Challenge:
Duplicate the material below line for line, changing nothing.

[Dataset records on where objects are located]
+-------+

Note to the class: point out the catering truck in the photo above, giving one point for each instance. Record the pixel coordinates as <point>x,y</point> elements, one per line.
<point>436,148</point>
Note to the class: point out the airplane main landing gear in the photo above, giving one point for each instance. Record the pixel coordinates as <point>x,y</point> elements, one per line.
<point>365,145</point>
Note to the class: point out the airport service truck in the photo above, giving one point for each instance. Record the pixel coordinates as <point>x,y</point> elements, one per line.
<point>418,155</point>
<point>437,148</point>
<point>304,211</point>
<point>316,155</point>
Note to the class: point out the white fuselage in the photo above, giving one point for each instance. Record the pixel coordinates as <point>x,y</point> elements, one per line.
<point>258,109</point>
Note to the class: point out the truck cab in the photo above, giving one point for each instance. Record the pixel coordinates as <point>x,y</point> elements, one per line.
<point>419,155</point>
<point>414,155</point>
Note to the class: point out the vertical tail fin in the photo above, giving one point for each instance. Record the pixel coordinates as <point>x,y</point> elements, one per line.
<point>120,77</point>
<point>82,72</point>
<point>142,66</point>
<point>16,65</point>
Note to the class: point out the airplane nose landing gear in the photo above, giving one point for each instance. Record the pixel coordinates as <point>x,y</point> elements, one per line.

+-------+

Solution to this exercise:
Note to the class: point out the catering truck in the photo above, giving one point for each instance. Record the pixel coordinates as <point>x,y</point> elements, one per line.
<point>436,148</point>
Note to the class: point out the airplane main landing gear in the photo above, giving one point for each instance. Record the pixel coordinates as <point>x,y</point> elements, one per line.
<point>365,145</point>
Note to the class: point out the airport service truck in the photo above, giving one point for each instance. Record the pixel coordinates as <point>x,y</point> elements, one per line.
<point>418,155</point>
<point>437,148</point>
<point>304,211</point>
<point>316,155</point>
Note to the class: point out the white fuselage in the photo above, giving one point for each instance. Record the pixel coordinates as <point>x,y</point> elements, one per line.
<point>258,109</point>
Note to the class: point out the truck cab in the photo above, giving one point for each instance. Record the pixel coordinates as <point>x,y</point> elements, one per line.
<point>419,155</point>
<point>414,155</point>
Note to the class: point out the vertical tail fin in the photo above, giving one point for each instance. Record the pixel coordinates as <point>x,y</point> elements, one per line.
<point>120,77</point>
<point>82,72</point>
<point>142,66</point>
<point>16,65</point>
Note to the class: point out the airplane nose landing gear in the photo above, giving one point for each instance. Record the pixel coordinates as <point>x,y</point> elements, one per line.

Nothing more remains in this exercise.